Task prompt:
Quote the lines below word for word, starting at the line containing "Give the innermost point of each instance of the oven" and continuing through the final line, both included.

________

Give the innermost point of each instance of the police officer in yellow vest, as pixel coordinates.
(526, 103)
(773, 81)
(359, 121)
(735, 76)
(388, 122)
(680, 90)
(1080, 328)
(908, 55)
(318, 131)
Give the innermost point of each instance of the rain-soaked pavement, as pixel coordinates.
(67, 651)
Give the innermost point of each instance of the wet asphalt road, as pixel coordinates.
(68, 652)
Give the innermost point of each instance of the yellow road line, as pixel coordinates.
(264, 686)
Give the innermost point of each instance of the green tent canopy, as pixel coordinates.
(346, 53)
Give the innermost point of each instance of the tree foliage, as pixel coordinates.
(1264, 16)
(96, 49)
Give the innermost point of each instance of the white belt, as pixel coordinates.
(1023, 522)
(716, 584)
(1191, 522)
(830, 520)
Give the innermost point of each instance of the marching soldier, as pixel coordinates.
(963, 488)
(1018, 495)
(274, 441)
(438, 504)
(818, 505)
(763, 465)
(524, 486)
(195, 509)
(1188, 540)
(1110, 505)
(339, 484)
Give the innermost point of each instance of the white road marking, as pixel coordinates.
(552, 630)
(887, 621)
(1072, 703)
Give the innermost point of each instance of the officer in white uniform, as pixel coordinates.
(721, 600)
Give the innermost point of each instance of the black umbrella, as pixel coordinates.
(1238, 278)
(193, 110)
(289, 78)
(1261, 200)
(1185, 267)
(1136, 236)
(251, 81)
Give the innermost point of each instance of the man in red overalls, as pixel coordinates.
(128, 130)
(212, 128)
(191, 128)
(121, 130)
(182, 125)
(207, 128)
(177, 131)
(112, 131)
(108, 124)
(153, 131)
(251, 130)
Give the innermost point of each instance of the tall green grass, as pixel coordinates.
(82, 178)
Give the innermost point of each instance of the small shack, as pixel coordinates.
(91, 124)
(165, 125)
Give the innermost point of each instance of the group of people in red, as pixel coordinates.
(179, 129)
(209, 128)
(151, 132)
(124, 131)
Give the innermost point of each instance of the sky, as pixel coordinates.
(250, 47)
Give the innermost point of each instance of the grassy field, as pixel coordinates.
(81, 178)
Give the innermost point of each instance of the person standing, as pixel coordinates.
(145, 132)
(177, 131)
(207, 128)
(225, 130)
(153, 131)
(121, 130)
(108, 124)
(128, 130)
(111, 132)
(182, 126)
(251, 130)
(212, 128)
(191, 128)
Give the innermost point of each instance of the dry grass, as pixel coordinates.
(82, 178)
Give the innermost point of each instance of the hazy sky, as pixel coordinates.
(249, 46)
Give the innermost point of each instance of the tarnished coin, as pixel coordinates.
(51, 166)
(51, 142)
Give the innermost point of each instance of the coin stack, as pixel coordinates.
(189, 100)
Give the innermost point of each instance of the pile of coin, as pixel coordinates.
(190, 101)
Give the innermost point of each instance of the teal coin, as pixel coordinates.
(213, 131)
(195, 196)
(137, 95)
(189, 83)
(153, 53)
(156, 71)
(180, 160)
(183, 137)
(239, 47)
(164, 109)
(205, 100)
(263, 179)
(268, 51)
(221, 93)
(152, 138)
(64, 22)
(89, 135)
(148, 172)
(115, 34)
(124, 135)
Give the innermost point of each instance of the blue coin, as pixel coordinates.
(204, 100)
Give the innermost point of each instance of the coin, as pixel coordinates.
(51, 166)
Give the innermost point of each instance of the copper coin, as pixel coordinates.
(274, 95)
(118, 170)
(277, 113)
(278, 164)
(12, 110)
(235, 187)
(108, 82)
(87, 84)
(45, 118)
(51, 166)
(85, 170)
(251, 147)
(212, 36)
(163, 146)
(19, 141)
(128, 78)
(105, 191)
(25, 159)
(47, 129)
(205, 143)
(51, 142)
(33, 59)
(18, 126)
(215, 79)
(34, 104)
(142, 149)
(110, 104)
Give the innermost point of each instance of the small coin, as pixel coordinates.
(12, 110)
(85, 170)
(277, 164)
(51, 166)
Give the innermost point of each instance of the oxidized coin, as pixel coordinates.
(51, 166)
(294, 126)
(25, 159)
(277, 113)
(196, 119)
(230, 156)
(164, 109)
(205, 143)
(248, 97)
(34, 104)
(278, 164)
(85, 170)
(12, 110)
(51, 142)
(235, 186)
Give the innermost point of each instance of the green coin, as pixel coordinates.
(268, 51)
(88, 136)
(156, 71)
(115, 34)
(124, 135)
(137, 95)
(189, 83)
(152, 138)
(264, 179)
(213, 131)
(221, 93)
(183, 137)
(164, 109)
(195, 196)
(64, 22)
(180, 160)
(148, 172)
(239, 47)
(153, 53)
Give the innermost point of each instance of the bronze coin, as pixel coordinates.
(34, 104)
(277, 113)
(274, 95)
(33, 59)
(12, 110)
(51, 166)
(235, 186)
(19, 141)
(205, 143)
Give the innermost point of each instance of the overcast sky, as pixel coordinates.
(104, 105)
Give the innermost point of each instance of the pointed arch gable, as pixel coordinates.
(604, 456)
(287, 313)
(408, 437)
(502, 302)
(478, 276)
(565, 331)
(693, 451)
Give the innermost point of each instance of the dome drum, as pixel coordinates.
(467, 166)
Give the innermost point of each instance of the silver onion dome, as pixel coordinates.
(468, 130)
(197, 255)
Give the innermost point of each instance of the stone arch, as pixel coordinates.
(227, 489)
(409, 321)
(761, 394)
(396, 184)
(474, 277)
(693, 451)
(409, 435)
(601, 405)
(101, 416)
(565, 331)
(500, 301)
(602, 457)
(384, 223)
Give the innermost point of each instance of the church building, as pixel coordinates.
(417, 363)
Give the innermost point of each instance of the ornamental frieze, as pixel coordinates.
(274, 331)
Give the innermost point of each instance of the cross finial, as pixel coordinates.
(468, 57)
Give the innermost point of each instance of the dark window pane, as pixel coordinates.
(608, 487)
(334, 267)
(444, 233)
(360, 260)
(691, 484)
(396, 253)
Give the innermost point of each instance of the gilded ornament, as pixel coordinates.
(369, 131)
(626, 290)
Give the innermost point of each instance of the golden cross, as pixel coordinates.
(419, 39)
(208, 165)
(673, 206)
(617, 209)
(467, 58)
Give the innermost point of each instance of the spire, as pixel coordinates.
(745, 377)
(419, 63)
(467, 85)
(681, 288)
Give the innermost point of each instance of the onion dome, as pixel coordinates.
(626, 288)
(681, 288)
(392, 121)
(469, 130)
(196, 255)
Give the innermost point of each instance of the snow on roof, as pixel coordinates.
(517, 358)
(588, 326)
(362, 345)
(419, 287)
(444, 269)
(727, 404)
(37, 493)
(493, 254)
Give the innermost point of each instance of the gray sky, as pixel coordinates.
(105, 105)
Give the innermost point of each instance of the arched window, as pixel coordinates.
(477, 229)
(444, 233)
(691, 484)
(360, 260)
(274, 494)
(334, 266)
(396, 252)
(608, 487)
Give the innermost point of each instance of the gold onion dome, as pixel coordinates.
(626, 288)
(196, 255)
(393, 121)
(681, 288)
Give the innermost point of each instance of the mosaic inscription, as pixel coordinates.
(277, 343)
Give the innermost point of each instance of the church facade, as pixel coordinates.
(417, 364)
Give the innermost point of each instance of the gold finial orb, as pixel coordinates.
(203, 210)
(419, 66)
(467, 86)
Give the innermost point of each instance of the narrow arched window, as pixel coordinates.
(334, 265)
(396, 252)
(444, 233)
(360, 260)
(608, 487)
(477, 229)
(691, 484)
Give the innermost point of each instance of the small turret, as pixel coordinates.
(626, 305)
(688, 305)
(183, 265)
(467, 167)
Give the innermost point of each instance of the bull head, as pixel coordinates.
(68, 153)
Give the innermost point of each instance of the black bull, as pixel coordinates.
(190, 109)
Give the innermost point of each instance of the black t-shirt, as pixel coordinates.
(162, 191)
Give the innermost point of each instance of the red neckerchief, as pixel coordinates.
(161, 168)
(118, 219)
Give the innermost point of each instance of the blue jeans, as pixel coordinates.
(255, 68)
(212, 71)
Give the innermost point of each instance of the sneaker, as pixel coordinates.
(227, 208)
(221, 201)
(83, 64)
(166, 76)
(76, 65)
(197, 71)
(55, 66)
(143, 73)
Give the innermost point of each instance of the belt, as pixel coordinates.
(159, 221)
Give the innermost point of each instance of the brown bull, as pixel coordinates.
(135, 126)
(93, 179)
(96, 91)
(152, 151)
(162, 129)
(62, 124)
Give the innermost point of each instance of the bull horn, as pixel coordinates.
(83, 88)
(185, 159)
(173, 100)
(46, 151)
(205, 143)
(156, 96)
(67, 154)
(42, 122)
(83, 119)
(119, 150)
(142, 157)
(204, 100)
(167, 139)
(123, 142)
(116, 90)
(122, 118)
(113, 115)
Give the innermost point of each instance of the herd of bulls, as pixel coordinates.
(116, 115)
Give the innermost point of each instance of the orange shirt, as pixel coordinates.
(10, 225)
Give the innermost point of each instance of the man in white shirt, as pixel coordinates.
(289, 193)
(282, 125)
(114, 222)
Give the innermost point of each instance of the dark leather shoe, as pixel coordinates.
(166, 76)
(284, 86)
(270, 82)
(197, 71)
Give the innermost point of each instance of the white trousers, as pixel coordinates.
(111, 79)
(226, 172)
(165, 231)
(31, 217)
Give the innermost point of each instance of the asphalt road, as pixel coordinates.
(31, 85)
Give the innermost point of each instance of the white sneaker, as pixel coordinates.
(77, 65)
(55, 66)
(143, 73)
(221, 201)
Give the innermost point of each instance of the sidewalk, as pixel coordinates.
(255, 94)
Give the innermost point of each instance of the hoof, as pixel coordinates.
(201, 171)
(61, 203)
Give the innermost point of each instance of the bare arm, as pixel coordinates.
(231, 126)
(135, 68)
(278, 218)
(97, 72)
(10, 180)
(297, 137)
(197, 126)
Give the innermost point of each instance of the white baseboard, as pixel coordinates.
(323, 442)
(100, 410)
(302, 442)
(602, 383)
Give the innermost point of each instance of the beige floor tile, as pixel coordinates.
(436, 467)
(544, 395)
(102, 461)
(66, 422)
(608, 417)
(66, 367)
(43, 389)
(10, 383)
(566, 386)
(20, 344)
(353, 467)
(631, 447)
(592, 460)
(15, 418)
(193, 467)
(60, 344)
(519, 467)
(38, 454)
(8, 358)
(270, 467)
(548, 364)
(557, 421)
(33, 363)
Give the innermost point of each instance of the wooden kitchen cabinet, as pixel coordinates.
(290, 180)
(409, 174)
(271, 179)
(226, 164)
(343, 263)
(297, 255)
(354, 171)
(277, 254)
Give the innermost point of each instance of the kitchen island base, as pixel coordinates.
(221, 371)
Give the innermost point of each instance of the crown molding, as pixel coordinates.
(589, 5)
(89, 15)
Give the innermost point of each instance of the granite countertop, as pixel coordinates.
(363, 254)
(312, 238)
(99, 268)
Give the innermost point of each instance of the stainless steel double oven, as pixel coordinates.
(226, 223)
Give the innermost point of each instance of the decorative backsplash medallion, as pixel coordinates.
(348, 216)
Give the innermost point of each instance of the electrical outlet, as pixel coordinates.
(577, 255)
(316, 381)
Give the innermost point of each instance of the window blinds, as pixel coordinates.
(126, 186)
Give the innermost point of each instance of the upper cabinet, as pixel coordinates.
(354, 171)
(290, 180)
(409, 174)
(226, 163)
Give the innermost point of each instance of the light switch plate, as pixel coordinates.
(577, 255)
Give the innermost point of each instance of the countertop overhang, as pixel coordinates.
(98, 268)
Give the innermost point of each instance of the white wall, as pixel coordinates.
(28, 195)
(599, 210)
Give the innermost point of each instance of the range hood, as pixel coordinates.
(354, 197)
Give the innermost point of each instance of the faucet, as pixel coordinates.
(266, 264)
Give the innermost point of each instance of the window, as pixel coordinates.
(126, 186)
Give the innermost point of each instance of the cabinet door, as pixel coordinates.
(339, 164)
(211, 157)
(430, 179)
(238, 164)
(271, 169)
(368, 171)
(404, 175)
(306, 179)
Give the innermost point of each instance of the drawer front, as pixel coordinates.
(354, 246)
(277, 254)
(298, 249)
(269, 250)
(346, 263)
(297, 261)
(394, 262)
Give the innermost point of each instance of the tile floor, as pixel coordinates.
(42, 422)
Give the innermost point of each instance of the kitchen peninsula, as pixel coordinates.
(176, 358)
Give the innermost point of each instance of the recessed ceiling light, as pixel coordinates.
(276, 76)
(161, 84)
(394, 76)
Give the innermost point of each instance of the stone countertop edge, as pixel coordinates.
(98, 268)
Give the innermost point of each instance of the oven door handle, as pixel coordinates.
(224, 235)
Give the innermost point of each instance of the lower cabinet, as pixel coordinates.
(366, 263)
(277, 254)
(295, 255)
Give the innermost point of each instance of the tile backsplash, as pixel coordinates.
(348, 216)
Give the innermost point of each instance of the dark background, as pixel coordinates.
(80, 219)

________

Complete response:
Give the innermost point of each instance of the oven door handle, as pixel coordinates.
(224, 235)
Give the innermost point of each instance of the lower cabinet, as pixel coordinates.
(366, 263)
(277, 254)
(295, 255)
Give the innermost point of each instance of the tile backsplash, as pixel coordinates.
(348, 216)
Give the innermost point of each instance of the dark background, as pixel coordinates.
(80, 219)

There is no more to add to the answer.